EXERCISE DATA:

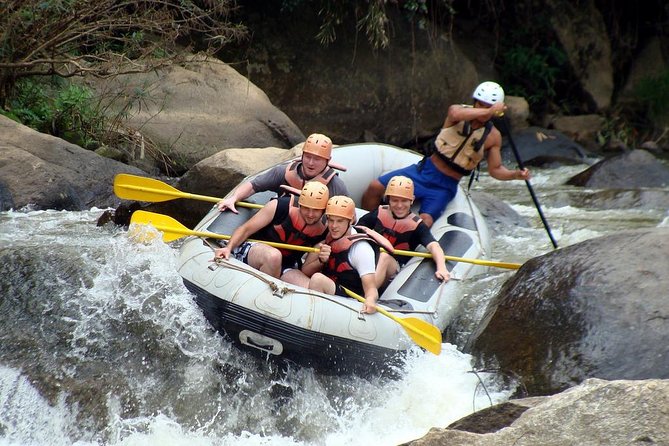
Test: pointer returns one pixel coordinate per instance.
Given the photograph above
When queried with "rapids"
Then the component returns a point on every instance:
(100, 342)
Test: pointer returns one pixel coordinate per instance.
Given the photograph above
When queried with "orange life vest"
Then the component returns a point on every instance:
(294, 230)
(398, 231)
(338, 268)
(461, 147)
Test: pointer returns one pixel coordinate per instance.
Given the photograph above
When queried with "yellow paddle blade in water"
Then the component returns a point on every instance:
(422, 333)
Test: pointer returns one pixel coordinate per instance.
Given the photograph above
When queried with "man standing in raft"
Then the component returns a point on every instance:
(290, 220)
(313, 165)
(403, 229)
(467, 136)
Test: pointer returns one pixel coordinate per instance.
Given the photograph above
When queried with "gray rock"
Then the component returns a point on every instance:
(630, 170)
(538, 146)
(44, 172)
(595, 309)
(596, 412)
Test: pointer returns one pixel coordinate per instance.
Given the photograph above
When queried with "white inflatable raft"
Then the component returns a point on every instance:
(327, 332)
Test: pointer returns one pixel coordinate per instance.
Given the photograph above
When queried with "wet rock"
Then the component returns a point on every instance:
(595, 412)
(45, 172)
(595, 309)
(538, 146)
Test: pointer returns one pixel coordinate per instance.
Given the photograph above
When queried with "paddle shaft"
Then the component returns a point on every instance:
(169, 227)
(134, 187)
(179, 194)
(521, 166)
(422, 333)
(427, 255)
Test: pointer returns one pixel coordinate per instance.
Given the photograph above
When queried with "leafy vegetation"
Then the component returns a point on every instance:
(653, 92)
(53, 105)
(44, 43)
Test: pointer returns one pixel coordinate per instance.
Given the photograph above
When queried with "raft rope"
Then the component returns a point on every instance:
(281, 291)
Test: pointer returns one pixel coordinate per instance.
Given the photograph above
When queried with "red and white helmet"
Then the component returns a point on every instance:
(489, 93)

---

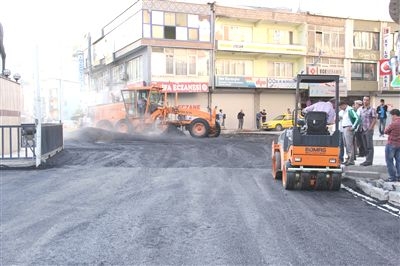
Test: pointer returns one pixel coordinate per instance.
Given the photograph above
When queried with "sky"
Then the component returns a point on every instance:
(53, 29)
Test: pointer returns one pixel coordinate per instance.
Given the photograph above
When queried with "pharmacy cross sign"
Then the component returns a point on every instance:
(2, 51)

DESCRIPTION OF THE TASK: Find every line in the records that contains the string "rock" and copy each one, treating uppercase and lowercase letters as different.

SOLUTION TO THIS TASK:
When queried with "gray rock"
When queried with "wet rock"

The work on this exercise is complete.